* [TASK]
Only the line containing "of the reflected" and the lines after it, up to the end of the listing, should be written out, each exactly as given.

* [INFORMATION SHOWN]
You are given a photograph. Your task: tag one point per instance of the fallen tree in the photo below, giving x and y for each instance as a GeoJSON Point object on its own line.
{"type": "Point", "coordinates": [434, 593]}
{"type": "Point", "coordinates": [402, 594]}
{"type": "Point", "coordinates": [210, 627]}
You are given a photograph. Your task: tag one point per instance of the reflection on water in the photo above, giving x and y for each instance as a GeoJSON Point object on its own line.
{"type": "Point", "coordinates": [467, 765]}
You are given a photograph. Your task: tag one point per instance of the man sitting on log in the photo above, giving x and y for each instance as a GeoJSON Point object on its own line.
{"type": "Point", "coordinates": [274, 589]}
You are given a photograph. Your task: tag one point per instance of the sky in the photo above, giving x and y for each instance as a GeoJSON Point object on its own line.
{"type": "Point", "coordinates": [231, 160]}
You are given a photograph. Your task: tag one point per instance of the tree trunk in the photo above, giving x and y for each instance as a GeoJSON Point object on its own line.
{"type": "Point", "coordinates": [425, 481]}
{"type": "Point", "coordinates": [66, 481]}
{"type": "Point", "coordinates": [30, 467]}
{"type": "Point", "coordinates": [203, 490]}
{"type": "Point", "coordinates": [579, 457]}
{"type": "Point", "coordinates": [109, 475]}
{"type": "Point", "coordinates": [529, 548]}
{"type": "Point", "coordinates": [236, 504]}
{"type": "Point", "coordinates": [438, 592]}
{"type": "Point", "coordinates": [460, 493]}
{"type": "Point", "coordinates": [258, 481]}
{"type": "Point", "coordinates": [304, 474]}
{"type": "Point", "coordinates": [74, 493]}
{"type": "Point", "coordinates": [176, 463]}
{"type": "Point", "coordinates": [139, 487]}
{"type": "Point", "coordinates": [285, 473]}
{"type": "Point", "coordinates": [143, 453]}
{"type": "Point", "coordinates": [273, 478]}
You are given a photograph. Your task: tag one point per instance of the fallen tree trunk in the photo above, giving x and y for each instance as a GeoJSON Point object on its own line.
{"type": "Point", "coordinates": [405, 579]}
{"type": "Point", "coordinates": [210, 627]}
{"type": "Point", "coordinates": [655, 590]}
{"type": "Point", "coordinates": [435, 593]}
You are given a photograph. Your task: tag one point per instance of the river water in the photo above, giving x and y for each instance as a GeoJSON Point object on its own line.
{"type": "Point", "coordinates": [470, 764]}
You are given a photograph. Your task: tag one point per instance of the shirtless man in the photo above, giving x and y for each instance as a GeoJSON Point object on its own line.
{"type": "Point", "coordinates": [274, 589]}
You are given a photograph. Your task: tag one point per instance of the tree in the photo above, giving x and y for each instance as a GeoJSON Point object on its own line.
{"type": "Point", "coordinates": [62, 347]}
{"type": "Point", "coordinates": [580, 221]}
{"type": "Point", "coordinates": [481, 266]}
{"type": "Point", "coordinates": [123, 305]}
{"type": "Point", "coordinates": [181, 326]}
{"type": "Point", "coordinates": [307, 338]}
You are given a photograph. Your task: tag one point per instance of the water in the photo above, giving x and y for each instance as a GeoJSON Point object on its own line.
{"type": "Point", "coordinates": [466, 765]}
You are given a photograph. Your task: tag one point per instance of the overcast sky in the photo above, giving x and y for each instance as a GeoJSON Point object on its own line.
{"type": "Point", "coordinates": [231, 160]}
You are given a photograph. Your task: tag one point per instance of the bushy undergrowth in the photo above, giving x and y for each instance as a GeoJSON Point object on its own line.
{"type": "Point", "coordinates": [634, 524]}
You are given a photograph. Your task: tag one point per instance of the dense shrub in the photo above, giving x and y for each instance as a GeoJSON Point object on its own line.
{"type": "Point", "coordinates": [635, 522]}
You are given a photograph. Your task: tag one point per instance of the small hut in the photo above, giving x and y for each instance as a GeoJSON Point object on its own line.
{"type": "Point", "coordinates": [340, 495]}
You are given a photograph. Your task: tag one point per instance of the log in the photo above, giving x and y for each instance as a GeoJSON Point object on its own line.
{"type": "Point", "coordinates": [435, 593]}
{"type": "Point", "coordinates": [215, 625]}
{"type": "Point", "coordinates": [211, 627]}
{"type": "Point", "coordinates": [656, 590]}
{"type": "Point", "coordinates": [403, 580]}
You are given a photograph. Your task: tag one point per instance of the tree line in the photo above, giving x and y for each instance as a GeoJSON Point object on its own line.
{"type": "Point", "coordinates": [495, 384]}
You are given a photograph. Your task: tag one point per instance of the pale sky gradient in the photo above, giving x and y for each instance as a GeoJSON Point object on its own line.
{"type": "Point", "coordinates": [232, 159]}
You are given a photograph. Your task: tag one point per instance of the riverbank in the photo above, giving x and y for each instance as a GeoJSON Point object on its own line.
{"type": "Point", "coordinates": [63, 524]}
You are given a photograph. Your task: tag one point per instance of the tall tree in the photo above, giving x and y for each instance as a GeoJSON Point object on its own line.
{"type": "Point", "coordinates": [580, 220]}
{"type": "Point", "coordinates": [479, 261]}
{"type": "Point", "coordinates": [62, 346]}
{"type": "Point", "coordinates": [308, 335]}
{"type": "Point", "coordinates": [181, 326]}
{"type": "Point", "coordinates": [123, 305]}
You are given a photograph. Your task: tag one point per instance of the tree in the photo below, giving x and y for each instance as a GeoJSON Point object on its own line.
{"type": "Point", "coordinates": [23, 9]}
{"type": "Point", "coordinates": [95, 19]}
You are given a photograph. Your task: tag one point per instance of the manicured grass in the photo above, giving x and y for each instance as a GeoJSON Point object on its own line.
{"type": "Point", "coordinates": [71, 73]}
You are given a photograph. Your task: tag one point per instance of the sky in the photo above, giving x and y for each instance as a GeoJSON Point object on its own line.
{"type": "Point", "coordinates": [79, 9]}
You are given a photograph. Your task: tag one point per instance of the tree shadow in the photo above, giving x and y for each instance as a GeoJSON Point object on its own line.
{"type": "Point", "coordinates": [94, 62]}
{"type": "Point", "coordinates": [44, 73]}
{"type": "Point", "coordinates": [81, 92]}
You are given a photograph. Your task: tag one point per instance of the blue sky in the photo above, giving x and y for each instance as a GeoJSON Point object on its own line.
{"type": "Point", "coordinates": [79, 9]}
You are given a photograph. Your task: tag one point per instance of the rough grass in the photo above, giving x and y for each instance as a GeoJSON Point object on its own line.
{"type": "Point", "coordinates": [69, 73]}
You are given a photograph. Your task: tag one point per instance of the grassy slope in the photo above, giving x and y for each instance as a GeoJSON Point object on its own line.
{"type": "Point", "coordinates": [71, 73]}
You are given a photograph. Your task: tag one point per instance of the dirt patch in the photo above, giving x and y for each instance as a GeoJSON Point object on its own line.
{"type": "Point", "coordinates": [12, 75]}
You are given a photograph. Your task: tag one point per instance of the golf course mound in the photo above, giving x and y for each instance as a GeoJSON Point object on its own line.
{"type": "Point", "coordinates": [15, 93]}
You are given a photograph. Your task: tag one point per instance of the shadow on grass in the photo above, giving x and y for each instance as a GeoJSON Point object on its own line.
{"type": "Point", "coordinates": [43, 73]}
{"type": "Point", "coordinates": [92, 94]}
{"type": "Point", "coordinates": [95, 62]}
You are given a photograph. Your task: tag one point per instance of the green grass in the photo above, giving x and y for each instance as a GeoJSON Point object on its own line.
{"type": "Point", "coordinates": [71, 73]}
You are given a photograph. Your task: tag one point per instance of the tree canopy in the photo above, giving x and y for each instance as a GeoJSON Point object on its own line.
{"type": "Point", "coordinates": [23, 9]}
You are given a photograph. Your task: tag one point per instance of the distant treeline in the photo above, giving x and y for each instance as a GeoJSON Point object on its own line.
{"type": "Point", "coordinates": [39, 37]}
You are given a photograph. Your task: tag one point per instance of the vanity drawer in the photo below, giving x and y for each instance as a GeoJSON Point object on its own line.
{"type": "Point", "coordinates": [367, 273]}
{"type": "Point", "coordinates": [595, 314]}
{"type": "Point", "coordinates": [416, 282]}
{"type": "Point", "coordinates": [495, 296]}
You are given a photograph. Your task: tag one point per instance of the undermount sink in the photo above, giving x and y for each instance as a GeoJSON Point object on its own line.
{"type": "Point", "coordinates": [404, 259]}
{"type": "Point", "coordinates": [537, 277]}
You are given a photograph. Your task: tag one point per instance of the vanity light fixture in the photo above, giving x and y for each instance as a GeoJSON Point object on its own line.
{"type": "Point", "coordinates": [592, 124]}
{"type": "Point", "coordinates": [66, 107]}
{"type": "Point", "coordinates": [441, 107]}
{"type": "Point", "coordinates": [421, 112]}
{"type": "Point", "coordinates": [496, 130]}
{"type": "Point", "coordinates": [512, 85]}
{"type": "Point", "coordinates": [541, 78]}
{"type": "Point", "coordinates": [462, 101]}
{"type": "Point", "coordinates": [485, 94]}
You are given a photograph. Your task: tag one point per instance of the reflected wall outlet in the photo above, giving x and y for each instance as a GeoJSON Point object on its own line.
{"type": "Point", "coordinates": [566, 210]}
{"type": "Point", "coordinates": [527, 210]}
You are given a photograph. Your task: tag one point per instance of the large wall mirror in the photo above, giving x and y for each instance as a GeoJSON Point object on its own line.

* [RESPONSE AREA]
You are given a photograph. Your task: tag one point per instance of the reflected wall outlet in the photo above, giving x and y for each instance as a GeoJSON Point object on its own line.
{"type": "Point", "coordinates": [566, 210]}
{"type": "Point", "coordinates": [527, 210]}
You are given a photograph. Your task: tag one point per instance of the large wall mirror in the photo above, giving x and y for each instance as a GeoJSON Point object on its own line.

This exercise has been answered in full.